= Description of the task =
Set every entry below down once more, exactly as it stands, without images.

————

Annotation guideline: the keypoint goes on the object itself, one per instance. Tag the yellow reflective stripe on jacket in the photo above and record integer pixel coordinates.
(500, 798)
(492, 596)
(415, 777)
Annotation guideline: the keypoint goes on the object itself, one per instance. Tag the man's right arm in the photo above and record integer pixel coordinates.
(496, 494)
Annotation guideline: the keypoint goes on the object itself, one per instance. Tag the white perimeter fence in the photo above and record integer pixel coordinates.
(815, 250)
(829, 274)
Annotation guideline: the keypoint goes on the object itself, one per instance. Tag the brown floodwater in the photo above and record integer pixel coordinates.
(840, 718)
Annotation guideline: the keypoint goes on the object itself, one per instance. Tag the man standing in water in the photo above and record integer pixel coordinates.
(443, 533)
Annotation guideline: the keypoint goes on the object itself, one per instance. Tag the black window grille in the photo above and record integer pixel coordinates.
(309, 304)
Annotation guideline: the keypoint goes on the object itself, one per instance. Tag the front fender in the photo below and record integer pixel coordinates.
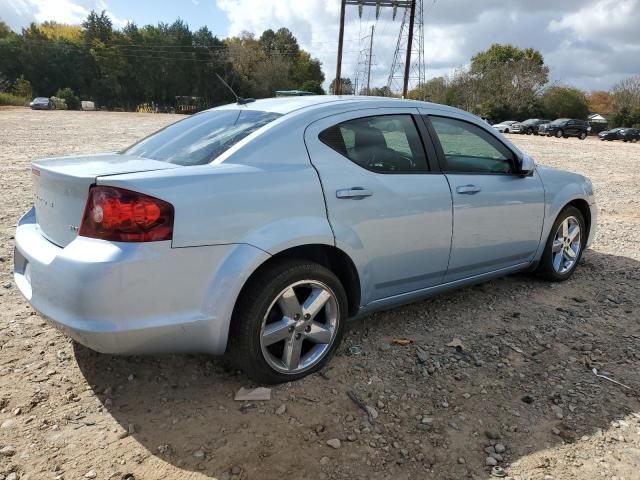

————

= Answer below =
Annotation guideline: the keypoint goes on the object itself, one per instance. Tag the yellow reflective stripe on jacket in the photo above and record integer pixel coordinates.
(500, 798)
(492, 596)
(415, 777)
Annotation guideline: the keypoint goes on the object itself, one per instance. Tag the man's right arm in the photo above and record integer pixel coordinates.
(496, 494)
Annotation guideline: the keypoint goes on the object itself, one per instance. Tag the white perimeter fence in the photo above and record integer pixel coordinates.
(815, 250)
(829, 274)
Annotation guideline: the keypoint goes on the object itself, one per instance. Tag the brown floodwater in the photo above and record integer pixel coordinates.
(840, 718)
Annotation guideline: the keypoint goes on the object itself, one per instance. Tag the man standing in water in the photo above and record integer pixel coordinates.
(443, 533)
Annotation guideline: the keypoint goes on the object itself, one per instance. Tag the black window grille in the photo above and record integer pixel coordinates.
(309, 304)
Annotation guideline: the keypoint goes on the object itself, one per instance. Tag the front fender in the photo below and record integer pixel coordinates.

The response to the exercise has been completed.